• Written problem A: According to the film article, who directed The Pleasure of His Company?

• Article:

====

The Pleasure of His Company is a 1961 comedy film starring Fred Astaire and Debbie Reynolds, directed by George Seaton and released by Paramount Pictures.  It is based on the 1958 play of the same name by Samuel A. Taylor and Cornelia Otis Skinner.

Astaire was nominated for a Golden Globe award for his performance.

Plot
San Francisco debutante Jessica Poole hasn't seen her father "Pogo" Poole since the divorce between him and her mother Katharine, many years before. Pogo went off to travel the world and enjoy himself, while Katharine remarried to stodgy banker Jim Dougherty.

Now Jessica is about to marry Roger Henderson, a cattle rancher from the Valley of the Moon in Sonoma County, and Pogo has been invited to the wedding.

Pogo arrives, as charming as he ever was. He is delighted by Jessica, and captivates her in return. He makes peace with Katharine, and even wins over Toy, the Doughertys' prized cook, though not Jim and Roger.

But Pogo is still as irresponsible as before. He invites Jessica to come away with him and "see the world". He even tries to break up her engagement, to Katharine's dismay. He also seems to be coming between Jim and Katharine, who has never quite got over her love for him.

Despite Pogo's maneuvers, the wedding goes through. But Pogo has reserved two airline tickets: who's going with him? Jim, fearing that Pogo has won over Kathrine again, escorts Pogo to the airport with Katharine and her father. Jim, stopping Katharine from buying cigarettes in the airport, fears she is leaving him to meet Pogo at the plane. Jim, Katharine, and her father standing in the waiting room to see Pogo off. Katharine is angered to see that Pogo has taken Jessica's portrait, To which Jim calms her down saying "Let him have it after all the poor guy is alone". Katharines father then points to someone with Pogo, Only for it to be revealed as Toy, much to Jims dismay. Pogo and Katharine share a heartfelt smile and gaze into each other's eyes. Pogo boards a plane – with Toy.

Cast
At the time this film was released, Fred Astaire had given up dancing on screen. He had recently completed a dramatic performance in On the Beach in 1959 and retired from dancing in films because he was getting old. He wouldn't do another Hollywood musical until Finian's Rainbow was released in 1968.  However, he did dance a little in this film during the party sequence, and even sang briefly as he teased Lilli Palmer.  Famed costume designer Edith Head, who designed dresses for the film, appeared early in the film, showing dresses to Debbie Reynolds.

====

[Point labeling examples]

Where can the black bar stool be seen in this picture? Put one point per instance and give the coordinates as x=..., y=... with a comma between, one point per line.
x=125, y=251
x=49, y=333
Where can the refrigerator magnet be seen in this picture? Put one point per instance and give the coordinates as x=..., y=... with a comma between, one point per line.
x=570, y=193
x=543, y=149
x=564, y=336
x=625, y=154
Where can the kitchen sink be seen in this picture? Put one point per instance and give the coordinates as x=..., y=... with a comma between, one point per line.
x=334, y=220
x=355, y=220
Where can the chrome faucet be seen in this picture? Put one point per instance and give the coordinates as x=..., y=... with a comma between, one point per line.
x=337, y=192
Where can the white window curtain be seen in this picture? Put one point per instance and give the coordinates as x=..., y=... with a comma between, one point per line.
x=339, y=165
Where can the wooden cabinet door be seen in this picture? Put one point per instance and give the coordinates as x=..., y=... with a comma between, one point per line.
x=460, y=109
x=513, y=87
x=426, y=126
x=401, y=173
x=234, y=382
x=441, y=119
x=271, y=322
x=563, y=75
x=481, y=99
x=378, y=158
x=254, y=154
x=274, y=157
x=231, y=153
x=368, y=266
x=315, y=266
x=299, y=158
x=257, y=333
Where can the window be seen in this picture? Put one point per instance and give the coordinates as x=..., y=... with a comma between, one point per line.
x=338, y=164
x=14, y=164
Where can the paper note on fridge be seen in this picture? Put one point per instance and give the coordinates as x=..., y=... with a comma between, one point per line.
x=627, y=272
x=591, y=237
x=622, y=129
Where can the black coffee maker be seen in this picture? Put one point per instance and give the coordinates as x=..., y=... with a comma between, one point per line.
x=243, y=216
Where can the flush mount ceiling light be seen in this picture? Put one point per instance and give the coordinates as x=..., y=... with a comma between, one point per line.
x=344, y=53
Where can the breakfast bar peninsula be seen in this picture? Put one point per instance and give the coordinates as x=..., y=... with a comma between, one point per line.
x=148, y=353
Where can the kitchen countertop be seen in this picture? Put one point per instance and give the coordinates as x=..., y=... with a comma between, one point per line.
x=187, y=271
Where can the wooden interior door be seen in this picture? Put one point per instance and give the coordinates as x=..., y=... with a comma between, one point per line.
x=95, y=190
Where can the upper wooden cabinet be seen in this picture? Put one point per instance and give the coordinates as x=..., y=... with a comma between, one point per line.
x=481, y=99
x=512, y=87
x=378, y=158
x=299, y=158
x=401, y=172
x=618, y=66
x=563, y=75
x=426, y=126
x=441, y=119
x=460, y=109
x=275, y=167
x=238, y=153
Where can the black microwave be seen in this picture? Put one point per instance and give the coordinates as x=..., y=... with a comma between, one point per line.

====

• Written problem B: From the point labeling rows, retype the lines exactly, starting with the line that contains "Where can the upper" and going on through the line that contains "x=238, y=153".

• Correct response A: George Seaton directed it.

• Correct response B:
Where can the upper wooden cabinet be seen in this picture? Put one point per instance and give the coordinates as x=..., y=... with a comma between, one point per line.
x=481, y=99
x=512, y=87
x=378, y=158
x=299, y=158
x=401, y=172
x=618, y=66
x=563, y=75
x=426, y=126
x=441, y=119
x=460, y=109
x=275, y=167
x=238, y=153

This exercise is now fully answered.